Print each of the rows below word for word, in the same order.

**Supplied data**.
"""

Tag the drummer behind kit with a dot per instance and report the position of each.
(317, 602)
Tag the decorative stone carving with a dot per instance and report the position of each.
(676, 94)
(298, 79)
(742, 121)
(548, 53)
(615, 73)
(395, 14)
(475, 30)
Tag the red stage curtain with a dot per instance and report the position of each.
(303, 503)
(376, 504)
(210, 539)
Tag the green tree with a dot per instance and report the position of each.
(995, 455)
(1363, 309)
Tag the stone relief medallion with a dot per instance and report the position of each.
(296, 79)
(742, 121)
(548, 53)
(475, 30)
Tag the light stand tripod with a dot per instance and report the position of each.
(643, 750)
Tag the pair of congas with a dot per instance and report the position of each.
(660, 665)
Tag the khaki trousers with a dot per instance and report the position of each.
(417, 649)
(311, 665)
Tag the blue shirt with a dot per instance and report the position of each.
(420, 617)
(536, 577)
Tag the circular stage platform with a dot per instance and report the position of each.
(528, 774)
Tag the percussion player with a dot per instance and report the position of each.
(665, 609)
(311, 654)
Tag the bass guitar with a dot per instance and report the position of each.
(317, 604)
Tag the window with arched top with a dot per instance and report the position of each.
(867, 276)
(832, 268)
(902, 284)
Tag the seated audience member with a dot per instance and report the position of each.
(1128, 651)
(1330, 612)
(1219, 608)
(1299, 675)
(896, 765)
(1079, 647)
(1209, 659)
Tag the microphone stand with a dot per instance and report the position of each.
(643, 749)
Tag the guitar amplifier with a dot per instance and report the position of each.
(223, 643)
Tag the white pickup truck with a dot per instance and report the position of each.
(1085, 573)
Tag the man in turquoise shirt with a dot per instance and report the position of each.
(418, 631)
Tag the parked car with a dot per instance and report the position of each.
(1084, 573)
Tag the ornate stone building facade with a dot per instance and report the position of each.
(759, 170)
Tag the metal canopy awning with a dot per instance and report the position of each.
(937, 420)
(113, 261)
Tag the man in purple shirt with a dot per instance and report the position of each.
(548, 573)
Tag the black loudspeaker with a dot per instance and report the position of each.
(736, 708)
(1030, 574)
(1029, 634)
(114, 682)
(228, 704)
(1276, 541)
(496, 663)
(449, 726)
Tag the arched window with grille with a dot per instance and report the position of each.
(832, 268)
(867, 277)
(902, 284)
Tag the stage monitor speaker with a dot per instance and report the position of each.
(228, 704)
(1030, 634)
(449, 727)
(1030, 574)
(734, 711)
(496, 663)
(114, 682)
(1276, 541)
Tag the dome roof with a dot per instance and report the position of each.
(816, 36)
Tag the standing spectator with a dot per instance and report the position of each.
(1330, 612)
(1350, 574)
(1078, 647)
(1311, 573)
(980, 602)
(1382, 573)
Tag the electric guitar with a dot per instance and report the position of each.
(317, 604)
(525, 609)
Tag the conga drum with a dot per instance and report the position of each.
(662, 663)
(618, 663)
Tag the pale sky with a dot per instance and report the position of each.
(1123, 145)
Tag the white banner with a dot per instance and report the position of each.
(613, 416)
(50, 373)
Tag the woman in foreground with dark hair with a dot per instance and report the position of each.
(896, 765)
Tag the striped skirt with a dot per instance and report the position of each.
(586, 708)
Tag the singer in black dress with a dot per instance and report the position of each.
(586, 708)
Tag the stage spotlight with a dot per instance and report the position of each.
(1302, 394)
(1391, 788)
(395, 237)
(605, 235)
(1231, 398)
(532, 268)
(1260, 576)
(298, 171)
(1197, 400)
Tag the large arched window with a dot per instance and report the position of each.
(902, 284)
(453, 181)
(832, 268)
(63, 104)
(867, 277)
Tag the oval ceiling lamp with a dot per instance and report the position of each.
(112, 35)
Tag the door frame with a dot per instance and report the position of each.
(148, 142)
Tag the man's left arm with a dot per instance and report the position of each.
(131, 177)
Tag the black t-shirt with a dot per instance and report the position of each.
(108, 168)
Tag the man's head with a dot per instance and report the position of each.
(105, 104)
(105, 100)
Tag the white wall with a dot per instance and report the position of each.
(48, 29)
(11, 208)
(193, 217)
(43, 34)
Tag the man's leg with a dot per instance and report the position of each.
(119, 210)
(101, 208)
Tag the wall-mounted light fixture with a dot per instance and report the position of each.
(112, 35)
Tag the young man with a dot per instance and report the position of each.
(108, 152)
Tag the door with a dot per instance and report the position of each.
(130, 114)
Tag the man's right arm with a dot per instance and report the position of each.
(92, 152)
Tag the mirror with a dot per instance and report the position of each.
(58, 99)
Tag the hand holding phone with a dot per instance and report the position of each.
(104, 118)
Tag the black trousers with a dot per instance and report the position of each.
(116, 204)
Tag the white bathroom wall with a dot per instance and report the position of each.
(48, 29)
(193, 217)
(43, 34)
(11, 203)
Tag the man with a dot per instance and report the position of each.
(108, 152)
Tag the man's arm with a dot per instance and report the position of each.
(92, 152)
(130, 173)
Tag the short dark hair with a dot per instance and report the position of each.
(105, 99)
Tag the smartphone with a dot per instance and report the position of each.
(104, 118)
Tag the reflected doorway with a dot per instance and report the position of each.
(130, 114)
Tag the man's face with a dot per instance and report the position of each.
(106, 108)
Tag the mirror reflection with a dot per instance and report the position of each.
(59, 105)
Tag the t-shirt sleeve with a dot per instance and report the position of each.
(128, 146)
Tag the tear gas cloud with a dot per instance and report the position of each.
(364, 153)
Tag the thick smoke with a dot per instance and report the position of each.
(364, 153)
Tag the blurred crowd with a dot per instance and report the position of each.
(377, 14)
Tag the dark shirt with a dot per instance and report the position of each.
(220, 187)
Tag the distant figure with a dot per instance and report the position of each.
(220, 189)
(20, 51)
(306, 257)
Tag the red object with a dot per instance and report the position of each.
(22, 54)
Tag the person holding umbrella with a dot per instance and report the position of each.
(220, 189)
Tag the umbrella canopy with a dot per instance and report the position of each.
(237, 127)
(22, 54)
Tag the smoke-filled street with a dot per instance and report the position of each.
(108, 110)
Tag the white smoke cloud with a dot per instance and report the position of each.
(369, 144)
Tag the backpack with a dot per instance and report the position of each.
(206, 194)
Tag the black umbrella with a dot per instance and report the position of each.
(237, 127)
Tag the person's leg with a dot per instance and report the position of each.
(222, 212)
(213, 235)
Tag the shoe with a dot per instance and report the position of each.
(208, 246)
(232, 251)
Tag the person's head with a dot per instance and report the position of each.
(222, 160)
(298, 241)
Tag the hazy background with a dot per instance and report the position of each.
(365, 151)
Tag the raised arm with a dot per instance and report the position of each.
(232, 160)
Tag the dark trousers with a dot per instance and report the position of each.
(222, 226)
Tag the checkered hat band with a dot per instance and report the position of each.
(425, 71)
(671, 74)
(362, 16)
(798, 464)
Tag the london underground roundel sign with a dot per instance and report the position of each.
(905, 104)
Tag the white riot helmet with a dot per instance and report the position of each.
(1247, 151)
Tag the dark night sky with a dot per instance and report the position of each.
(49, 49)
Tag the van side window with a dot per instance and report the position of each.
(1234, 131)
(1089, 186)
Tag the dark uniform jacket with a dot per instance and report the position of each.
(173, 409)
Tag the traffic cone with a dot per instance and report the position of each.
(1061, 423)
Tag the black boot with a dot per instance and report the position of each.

"""

**Result**.
Tag the drummer behind kit with a dot per instance and report the position of each.
(317, 602)
Tag the decorative stone carving with a dot per instance and report the position of each.
(676, 94)
(298, 79)
(742, 121)
(548, 53)
(615, 73)
(395, 14)
(475, 30)
Tag the red stage curtain with a dot per instance and report the position of each.
(303, 503)
(376, 504)
(210, 539)
Tag the green tree with a dot per instance and report the position of each.
(995, 455)
(1363, 309)
Tag the stone relief medallion with a dot per instance and report the position of each.
(296, 79)
(742, 121)
(548, 53)
(475, 30)
Tag the light stand tripod with a dot per instance and report the position of each.
(643, 750)
Tag the pair of congas with a dot per instance and report the position of each.
(660, 665)
Tag the khaki trousers with a dot per instance and report the position of each.
(417, 649)
(311, 665)
Tag the blue shirt with a dot per instance and report the position of each.
(420, 617)
(536, 577)
Tag the circular stage platform with a dot per instance and report the position of each.
(528, 774)
Tag the percussion player with a dot per instance and report the position of each.
(665, 609)
(311, 654)
Tag the bass guitar with a dot per instance and report the position of each.
(317, 604)
Tag the window with arched top with a dot per instance and report the position of each.
(867, 276)
(832, 268)
(902, 284)
Tag the seated audience member with a dot per instance and report the position of each.
(1128, 651)
(1330, 612)
(1219, 608)
(1299, 675)
(896, 765)
(1079, 647)
(1209, 659)
Tag the microphone stand with a dot per instance and report the position of each.
(643, 749)
Tag the guitar amplifier with a dot per instance and report the position of each.
(223, 643)
Tag the white pickup truck with a dot per instance and report the position of each.
(1085, 573)
Tag the man in turquoise shirt with a dot per instance and report the position of each.
(418, 631)
Tag the parked car with a dot per instance and report the position of each.
(1084, 573)
Tag the ornate stone building facade with a dot per instance and report the position of each.
(759, 170)
Tag the metal canopy awning with a dot per instance and report the position of each.
(937, 420)
(113, 261)
Tag the man in purple shirt with a dot per instance and report the position of each.
(548, 573)
Tag the black loudspeaker with a dot per instance and report the position of each.
(736, 708)
(1030, 574)
(1029, 634)
(114, 682)
(228, 704)
(1276, 541)
(496, 663)
(449, 726)
Tag the arched window with grille with a dot per instance and report the position of each.
(832, 268)
(867, 277)
(902, 284)
Tag the stage monitor speaker with a dot per instance and report the position of each.
(228, 704)
(1030, 634)
(449, 727)
(1030, 574)
(734, 711)
(496, 663)
(114, 682)
(1276, 541)
Tag the dome roof with a dot per instance and report the position of each.
(816, 36)
Tag the standing spectator with a dot per instance and report the position of each.
(1330, 612)
(1350, 574)
(1078, 647)
(1311, 573)
(980, 602)
(1382, 573)
Tag the electric guitar with a dot per instance and report the position of each.
(317, 604)
(525, 609)
Tag the conga drum with a dot per instance and report the position of each.
(662, 663)
(618, 663)
Tag the pale sky with a dot per instance and report the position of each.
(1123, 145)
Tag the white banner with a dot per instance and report the position of each.
(613, 416)
(50, 373)
Tag the woman in foreground with dark hair with a dot per instance and report the position of each.
(896, 765)
Tag the striped skirt with a dot per instance and report the position of each.
(586, 708)
Tag the singer in black dress with a dot per instance and report the position of each.
(586, 708)
Tag the stage spotlight with a dot per instance and report the position of each.
(1302, 394)
(1391, 788)
(395, 237)
(605, 235)
(1231, 398)
(532, 268)
(1260, 576)
(298, 171)
(1197, 400)
Tag the large arched window with a dot per instance and report the position of each.
(902, 284)
(453, 181)
(832, 268)
(63, 104)
(867, 277)
Tag the oval ceiling lamp with a dot per instance and report the position of each.
(112, 35)
Tag the door frame with a dot per instance and report the position of each.
(148, 142)
Tag the man's left arm with a dot per instance and report the position of each.
(131, 177)
Tag the black t-shirt with a dot per instance and report the position of each.
(108, 168)
Tag the man's head with a dot per instance and report the position of each.
(105, 104)
(105, 100)
Tag the white wall with a dot per instance and report the position of each.
(48, 29)
(11, 208)
(193, 217)
(43, 34)
Tag the man's leg with a dot per instance and report the position of each.
(119, 210)
(101, 208)
Tag the wall-mounted light fixture with a dot per instance and report the position of each.
(112, 35)
Tag the young man with a dot per instance and report the position of each.
(108, 152)
Tag the door with a dot per instance and report the position of each.
(130, 114)
Tag the man's right arm with a dot per instance and report the position of each.
(92, 152)
Tag the mirror with a dot per instance and report the position of each.
(58, 99)
Tag the hand holding phone with a dot per instance and report the position of each.
(104, 118)
Tag the black trousers with a dot per instance and report the position of each.
(116, 204)
Tag the white bathroom wall with a dot per instance and report the position of each.
(48, 29)
(193, 217)
(43, 34)
(11, 203)
Tag the man with a dot per instance and report the position of each.
(108, 152)
Tag the man's arm with a dot per instance and report the position of each.
(92, 152)
(130, 173)
Tag the short dark hair with a dot per instance and report the position of each.
(105, 99)
Tag the smartphone with a dot per instance and report the position of each.
(104, 118)
Tag the reflected doorway with a dot per instance and report the position of each.
(130, 114)
Tag the man's face with a dot per instance and report the position of each.
(106, 108)
Tag the mirror reflection with a dot per instance and report the position of each.
(59, 105)
Tag the t-shirt sleeve with a dot per instance and report the position of each.
(128, 146)
Tag the tear gas cloud with a dot per instance and report the position of each.
(364, 153)
Tag the thick smoke with a dot per instance and report the position of each.
(364, 153)
Tag the blurred crowd with a dot per instance and report the position of each.
(377, 14)
Tag the dark shirt with a dot per instance and report the position of each.
(220, 187)
Tag the distant figure with a dot per instance and report the position of each.
(220, 189)
(20, 51)
(306, 257)
Tag the red object with a dot per instance and report the position of each.
(22, 54)
Tag the person holding umbrella with a dot per instance and report the position of each.
(220, 189)
Tag the umbrella canopy with a dot per instance and report the position of each.
(237, 127)
(22, 54)
Tag the smoke-filled street with a dot per instance and report the position of each.
(108, 110)
Tag the white smoke cloud with a dot per instance and report the position of each.
(369, 144)
Tag the backpack with a dot per instance and report the position of each.
(206, 194)
Tag the black umbrella with a dot per instance and report the position of each.
(237, 127)
Tag the person's leg with a dot per instance and report the position of each.
(222, 212)
(213, 235)
Tag the shoe with a dot per instance and report the position of each.
(208, 246)
(232, 251)
Tag the person's head with a dot per instance and report the position of each.
(222, 160)
(298, 241)
Tag the hazy background with a dot per instance and report the position of each.
(365, 151)
Tag the raised arm with a dot per instance and report the position of each.
(232, 160)
Tag the dark trousers with a dot per instance and report the position of each.
(222, 226)
Tag the checkered hat band with a dot per instance and report the position of each.
(425, 71)
(671, 74)
(362, 16)
(798, 464)
Tag the london underground roundel sign with a dot per instance and report the position of each.
(905, 104)
Tag the white riot helmet with a dot per instance and report the position of each.
(1247, 151)
Tag the dark night sky with a dot per instance and report the position of each.
(49, 49)
Tag the van side window with a dot per instance and report the position of each.
(1234, 131)
(1089, 186)
Tag the dark uniform jacket with a dot per instance and report the position of each.
(173, 409)
Tag the traffic cone with a dot per instance and report the position of each.
(1061, 423)
Tag the black boot with a dot per instance and report the position of each.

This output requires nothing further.